**ABOUT THIS TASK**
A single number is the expected answer: the count of lines in the listing that hold the word "pole".

**SOURCE MATERIAL**
════════
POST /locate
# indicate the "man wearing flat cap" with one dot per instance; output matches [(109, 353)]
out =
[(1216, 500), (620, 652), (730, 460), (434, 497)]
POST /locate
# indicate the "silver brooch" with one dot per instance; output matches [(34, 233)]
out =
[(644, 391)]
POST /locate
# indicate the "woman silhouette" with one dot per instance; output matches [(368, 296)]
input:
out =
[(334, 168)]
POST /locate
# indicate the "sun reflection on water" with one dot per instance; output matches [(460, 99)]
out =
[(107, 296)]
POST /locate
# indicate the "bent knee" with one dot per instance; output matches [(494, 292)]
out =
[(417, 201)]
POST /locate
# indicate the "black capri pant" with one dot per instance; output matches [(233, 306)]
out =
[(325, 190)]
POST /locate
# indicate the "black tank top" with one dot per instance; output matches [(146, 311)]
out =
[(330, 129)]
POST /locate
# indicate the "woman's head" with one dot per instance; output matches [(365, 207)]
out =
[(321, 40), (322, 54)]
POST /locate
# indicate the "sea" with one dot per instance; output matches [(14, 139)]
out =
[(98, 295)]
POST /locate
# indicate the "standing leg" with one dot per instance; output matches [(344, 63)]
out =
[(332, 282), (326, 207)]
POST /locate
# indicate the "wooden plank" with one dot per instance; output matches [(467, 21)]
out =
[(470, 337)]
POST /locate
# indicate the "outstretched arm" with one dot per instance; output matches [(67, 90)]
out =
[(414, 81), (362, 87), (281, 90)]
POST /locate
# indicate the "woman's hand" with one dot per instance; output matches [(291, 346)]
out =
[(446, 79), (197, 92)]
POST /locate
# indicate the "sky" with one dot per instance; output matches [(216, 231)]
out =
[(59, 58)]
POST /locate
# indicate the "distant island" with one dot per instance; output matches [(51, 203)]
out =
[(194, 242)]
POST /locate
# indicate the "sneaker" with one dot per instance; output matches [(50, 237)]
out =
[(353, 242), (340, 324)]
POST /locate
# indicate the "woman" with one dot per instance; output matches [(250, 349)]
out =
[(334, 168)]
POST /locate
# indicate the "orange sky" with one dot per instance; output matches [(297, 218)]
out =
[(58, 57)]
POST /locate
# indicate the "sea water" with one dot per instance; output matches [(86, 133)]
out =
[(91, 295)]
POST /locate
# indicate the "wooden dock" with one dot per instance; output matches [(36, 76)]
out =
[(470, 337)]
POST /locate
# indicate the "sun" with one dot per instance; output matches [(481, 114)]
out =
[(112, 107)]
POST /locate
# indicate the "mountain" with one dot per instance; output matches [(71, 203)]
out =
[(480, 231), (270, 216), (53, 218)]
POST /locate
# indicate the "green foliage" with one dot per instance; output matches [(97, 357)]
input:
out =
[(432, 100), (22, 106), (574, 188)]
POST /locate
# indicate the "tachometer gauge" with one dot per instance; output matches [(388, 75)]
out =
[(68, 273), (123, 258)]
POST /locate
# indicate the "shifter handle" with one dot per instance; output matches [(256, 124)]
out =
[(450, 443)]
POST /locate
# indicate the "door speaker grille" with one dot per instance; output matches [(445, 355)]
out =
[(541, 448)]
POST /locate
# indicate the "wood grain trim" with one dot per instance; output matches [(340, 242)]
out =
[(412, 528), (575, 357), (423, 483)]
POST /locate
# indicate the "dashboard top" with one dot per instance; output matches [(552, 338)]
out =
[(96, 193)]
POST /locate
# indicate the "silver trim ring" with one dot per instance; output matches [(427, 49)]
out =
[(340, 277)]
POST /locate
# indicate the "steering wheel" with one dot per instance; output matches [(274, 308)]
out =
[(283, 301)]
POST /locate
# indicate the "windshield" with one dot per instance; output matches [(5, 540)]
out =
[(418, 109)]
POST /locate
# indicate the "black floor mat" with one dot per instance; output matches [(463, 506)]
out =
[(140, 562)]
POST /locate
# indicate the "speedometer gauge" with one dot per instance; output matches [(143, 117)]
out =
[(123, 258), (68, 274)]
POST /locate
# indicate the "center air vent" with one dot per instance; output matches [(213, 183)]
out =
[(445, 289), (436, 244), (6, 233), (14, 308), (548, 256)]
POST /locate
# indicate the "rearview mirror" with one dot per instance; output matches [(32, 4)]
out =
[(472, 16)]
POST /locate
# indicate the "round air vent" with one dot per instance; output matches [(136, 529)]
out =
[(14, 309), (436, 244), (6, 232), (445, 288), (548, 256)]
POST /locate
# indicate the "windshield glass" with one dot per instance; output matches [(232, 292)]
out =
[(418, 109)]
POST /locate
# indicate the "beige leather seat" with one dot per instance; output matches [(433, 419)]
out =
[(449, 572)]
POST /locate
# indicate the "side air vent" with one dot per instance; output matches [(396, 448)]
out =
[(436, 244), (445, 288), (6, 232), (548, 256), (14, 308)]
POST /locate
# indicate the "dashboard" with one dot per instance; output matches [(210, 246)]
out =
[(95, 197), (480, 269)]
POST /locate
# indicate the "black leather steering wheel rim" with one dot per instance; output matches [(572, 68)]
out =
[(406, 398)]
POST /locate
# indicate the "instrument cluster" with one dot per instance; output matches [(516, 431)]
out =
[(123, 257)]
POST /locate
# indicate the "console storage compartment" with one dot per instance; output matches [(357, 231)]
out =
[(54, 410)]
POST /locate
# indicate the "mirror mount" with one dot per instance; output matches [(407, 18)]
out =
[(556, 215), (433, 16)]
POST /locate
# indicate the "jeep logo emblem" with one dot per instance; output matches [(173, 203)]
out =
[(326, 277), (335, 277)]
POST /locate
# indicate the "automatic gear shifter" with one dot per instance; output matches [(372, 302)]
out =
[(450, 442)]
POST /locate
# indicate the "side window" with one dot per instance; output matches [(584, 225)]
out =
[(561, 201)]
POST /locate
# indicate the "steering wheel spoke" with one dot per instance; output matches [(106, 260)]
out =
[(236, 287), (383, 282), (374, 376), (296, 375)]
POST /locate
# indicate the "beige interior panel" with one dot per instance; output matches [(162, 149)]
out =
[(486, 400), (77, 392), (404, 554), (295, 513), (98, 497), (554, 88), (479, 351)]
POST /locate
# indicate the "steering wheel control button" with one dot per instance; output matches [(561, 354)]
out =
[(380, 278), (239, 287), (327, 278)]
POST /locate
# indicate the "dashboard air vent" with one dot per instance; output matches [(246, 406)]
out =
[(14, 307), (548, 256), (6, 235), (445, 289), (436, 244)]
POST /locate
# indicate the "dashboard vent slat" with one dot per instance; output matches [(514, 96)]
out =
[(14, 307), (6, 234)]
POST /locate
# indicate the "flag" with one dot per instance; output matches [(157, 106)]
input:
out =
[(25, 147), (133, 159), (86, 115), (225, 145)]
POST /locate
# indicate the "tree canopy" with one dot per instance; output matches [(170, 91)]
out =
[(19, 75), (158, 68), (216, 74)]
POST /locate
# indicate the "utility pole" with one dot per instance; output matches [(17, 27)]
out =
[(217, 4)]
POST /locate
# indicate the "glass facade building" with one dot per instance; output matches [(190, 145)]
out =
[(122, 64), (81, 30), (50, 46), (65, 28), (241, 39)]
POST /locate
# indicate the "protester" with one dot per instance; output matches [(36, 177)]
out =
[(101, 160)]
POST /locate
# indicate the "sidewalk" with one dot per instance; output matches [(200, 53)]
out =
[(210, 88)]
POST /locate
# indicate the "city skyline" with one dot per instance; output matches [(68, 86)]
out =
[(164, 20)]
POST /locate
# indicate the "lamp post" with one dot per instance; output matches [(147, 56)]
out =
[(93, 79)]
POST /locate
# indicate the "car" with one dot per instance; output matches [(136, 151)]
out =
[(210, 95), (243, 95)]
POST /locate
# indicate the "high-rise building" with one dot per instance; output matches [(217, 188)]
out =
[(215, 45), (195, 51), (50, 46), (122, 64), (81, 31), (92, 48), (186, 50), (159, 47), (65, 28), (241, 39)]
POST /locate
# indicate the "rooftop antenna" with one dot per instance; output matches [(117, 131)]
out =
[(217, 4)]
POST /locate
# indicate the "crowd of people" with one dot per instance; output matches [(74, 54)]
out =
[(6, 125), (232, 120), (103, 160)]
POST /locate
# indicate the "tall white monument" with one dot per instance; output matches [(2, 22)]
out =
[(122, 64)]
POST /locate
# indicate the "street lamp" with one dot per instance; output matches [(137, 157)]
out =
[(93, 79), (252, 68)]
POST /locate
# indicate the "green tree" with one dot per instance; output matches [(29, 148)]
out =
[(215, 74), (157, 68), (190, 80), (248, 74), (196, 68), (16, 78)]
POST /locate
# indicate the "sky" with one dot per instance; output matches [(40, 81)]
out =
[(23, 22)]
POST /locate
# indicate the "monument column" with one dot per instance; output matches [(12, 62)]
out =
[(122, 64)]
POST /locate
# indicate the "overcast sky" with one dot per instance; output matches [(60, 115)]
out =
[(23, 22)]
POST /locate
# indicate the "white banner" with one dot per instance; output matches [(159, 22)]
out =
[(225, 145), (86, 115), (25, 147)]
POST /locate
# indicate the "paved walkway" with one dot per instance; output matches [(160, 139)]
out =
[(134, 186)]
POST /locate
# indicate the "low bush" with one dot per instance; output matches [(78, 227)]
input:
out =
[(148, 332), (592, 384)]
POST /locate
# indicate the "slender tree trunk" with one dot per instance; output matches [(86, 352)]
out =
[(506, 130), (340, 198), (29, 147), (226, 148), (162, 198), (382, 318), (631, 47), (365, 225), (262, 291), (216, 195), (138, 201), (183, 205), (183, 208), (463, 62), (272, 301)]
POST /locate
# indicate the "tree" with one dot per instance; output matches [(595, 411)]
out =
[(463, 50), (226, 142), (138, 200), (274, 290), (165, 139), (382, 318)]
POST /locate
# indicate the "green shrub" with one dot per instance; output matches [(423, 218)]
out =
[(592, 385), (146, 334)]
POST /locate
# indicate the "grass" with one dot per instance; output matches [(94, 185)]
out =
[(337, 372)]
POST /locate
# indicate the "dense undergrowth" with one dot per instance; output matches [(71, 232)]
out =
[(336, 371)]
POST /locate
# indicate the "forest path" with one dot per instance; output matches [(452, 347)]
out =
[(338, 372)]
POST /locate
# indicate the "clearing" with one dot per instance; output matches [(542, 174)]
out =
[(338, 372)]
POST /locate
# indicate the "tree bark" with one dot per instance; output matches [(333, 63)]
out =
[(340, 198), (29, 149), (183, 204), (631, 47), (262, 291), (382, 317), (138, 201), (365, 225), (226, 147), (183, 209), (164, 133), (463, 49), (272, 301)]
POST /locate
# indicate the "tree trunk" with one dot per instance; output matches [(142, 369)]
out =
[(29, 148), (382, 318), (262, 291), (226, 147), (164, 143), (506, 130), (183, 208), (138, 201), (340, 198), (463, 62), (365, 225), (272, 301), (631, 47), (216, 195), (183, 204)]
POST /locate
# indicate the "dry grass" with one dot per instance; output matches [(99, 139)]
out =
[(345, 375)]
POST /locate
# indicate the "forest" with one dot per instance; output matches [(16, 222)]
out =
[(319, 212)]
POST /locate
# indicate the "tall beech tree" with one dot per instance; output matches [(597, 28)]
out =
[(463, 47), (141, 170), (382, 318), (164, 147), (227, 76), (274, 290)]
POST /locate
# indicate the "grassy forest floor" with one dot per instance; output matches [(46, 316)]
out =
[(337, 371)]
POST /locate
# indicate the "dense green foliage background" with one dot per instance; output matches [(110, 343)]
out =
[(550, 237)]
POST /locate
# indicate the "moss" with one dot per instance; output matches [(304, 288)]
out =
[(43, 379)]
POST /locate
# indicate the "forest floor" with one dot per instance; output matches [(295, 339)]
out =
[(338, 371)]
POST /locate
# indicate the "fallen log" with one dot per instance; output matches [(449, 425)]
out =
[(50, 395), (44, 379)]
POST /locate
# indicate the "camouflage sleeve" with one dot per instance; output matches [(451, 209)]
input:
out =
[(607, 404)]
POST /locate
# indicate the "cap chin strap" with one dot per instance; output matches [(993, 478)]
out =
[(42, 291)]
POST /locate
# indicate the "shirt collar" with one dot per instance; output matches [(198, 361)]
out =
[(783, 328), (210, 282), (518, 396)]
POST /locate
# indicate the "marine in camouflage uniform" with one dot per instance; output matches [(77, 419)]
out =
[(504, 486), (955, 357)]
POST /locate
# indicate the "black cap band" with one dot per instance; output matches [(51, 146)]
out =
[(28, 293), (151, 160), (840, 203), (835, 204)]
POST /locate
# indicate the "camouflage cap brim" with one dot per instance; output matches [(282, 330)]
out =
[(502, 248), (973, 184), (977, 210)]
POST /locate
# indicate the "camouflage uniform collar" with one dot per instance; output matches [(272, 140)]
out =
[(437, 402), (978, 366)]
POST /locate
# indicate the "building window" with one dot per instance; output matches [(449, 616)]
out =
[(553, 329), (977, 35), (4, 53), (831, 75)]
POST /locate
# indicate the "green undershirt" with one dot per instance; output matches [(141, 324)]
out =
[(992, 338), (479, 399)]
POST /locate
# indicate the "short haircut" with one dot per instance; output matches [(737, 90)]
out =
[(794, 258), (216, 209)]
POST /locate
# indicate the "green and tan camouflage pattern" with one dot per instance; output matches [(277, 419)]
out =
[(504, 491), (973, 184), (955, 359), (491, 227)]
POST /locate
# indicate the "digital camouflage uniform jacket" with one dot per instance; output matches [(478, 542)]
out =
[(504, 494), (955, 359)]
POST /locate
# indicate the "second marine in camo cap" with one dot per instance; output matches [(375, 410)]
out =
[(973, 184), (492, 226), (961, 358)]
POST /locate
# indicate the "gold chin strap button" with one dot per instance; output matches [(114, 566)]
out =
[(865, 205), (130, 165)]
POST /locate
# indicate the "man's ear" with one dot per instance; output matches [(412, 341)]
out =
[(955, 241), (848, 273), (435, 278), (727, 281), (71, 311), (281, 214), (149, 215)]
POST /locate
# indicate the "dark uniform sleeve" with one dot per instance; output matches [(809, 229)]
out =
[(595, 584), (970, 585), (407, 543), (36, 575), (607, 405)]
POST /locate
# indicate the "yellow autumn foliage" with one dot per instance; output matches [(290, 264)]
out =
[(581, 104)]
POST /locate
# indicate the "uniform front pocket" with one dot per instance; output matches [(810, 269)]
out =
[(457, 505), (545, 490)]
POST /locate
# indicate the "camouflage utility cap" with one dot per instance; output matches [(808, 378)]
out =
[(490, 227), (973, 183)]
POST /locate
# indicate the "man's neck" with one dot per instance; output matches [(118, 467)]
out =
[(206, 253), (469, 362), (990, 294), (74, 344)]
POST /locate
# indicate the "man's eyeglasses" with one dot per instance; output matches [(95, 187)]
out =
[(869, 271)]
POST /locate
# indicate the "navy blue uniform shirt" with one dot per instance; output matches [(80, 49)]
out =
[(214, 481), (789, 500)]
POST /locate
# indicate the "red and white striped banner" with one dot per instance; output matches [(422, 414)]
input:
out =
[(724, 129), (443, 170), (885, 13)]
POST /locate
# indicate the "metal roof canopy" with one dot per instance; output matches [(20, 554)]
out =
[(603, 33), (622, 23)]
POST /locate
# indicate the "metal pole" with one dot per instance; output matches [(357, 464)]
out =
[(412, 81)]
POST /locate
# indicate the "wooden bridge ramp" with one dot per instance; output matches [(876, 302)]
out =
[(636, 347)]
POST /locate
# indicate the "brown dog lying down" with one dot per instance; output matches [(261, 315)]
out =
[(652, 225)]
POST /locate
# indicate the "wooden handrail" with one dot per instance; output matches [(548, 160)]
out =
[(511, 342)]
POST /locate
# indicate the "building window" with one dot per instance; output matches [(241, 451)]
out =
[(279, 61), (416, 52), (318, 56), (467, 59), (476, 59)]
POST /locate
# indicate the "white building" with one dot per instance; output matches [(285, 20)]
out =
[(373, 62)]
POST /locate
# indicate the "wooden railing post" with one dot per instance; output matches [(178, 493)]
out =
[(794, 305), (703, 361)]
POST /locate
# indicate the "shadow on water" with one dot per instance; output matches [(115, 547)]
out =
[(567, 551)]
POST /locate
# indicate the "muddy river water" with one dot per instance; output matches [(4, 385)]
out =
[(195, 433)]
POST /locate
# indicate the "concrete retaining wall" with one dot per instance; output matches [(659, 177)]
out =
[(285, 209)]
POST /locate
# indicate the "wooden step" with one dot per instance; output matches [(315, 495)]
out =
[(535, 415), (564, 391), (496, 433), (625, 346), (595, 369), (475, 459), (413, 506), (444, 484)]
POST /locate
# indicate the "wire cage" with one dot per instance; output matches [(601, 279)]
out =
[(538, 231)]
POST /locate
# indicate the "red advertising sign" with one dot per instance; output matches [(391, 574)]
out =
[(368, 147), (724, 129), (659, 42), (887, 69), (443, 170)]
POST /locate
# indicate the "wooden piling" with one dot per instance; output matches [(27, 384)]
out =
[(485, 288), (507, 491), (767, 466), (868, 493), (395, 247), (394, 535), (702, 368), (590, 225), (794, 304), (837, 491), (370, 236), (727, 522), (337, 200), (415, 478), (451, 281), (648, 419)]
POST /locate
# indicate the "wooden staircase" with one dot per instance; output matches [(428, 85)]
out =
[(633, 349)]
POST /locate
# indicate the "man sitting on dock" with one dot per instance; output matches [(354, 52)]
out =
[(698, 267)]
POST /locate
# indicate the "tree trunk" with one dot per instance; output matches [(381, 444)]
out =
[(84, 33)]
════════
**EXERCISE SOLUTION**
2